**WHAT THE EXERCISE ASKS**
From the entries that follow, copy every line with the word "below".

**WORKING DATA**
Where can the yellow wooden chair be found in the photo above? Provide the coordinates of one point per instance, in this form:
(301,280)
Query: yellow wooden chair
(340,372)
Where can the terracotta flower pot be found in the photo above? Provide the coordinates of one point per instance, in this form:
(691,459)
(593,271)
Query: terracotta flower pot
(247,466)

...

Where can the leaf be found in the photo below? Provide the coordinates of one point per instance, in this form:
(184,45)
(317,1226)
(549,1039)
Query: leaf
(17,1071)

* * *

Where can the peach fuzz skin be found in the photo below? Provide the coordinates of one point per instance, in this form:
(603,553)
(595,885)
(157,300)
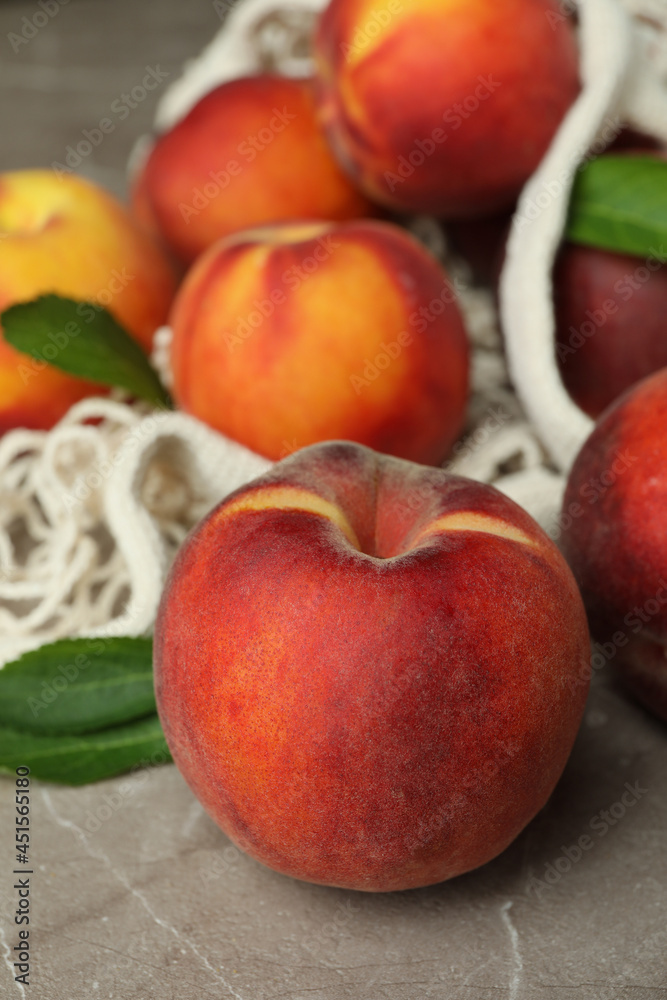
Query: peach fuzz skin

**RESULT**
Where can the leaf be found in the photo below? Provide the coordinates of one point per instance, in this form:
Where can the peach fuzz skin be found in the photo below? Provide the coordinates of one point per instance, in this form:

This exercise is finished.